Objective:
Pull out each line in the items below that contains the string "Query".

The records:

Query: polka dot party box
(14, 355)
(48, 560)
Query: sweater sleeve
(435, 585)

Written response:
Query: polka dot party box
Query: sweater sleeve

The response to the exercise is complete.